■ Textauszug ■

Plötzlich wussten es alle. Sie hatten nur jahrelang geschwiegen, aber informiert waren sie angeblich schon immer. Emre Belözoglu ist seit seiner Kindheit Fenerbahce-Fan.
An sich ist es keine Besonderheit, dass ein Türke Fenerbahce-Fan ist. Immerhin protzt der Klub damit, dass 25 Millionen Menschen ihr Herz Gelb-Blau gewidmet haben.
Privatfotos mit Fener-Trikot
Aber Emre? Der Junge, der mit 16 sein Profi-Debüt bei Galatasaray gab. Der Emre, der nach seinem Wechsel zu Inter Mailand im Jahr 2001 ankündigte, "in der Türkei nur für Galatasaray" spielen zu wollen und wenn er zurückkehre, es keine Alternative geben kann.
Der Emre, der 2006 in einer TV-Sendung seinem klammen Ex-Klub Galatasaray per Live-Schalte einen horrenden Betrag spendete.
Die Antwort lautet schlicht und ergreifend: Ja! Es war die Geschichte schlechthin für die türkischen Medien, als Emre Belözoglu 2008 von Newcastle United zu Fenerbahce wechselte. Auf diversen Internetportalen tauchten plötzlich Privatfotos des Nationalspielers im Fenerbahce-Trikot auf.
Viel Geld für Emre
Fünf Millionen Euro ließ sich Fenerbahce den Mittelfeldspieler kosten. Der Vier-Jahres-Vertrag wurde mit 3,5 Millionen Euro jährlich dotiert.
Die Fenerbahce-Experten polterten: Wie könne Fener für einen Spieler, der zuletzt nicht einmal für die Reserve Newcastle Uniteds spielen durfte, so viel Geld bezahlen? Fenerbahce-Boss Aziz Yildirim mache den Transfer doch nur, um Galatasaray eins auszuwischen.
"Den alten Emre präsentieren"
Sportlich durfte man auf dem ersten Blick in der Tat Zweifel haben. Die Bilanz Emres in seiner letzten Saison bei Newcastle war für einen Nationalspieler fast erschütternd: 14 Einsätze, vier in der Startelf und nur ein Spiel über 90 Minuten.

■ Auflistung ■
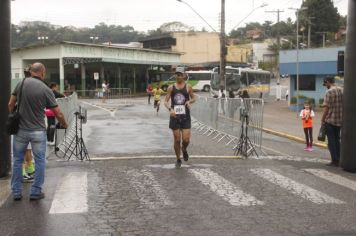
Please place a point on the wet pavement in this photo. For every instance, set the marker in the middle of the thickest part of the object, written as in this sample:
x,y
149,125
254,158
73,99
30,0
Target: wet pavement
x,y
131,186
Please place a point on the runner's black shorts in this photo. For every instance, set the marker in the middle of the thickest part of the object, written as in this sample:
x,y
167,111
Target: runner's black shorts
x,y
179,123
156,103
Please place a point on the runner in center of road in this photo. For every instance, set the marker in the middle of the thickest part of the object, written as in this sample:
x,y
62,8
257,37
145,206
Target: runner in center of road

* * *

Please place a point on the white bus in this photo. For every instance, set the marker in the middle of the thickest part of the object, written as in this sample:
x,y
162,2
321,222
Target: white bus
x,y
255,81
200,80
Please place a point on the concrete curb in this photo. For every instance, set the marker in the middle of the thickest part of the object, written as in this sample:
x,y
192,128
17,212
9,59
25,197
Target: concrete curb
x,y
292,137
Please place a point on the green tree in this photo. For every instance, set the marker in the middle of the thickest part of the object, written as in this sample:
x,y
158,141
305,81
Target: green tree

---

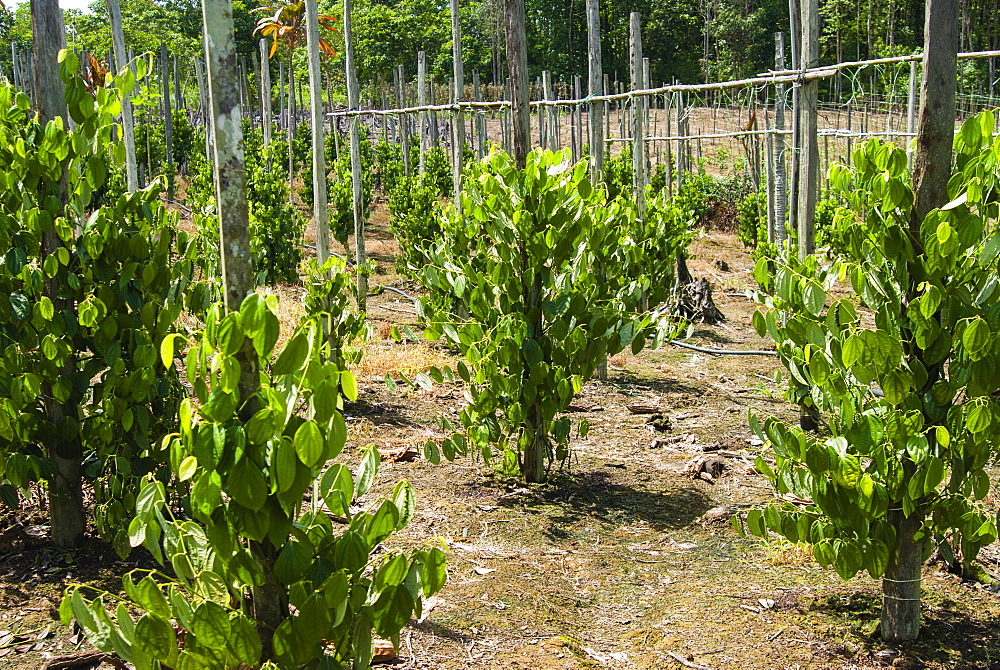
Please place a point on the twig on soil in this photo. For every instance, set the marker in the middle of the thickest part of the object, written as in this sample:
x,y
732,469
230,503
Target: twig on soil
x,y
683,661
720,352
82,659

■ Aufgabenstellung ■
1. Welche Ablösesumme zahlte Fenerbahce laut dem Textauszug für den Mittelfeldspieler?
2. Bitte bearbeite einen Abschnitt aus dem Textauszug: Beginne bei den Worten „Plötzlich wussten es“ und höre nach „Gelb-Blau gewidmet haben.“ auf. Ersetze darin „Fenerbahce-Fan“ durch „Fenerbahce-Anhänger“.

■ Ergebnisse ■
1. Fünf Millionen Euro.

2.
Plötzlich wussten es alle. Sie hatten nur jahrelang geschwiegen, aber informiert waren sie angeblich schon immer. Emre Belözoglu ist seit seiner Kindheit Fenerbahce-Anhänger.
An sich ist es keine Besonderheit, dass ein Türke Fenerbahce-Anhänger ist. Immerhin protzt der Klub damit, dass 25 Millionen Menschen ihr Herz Gelb-Blau gewidmet haben.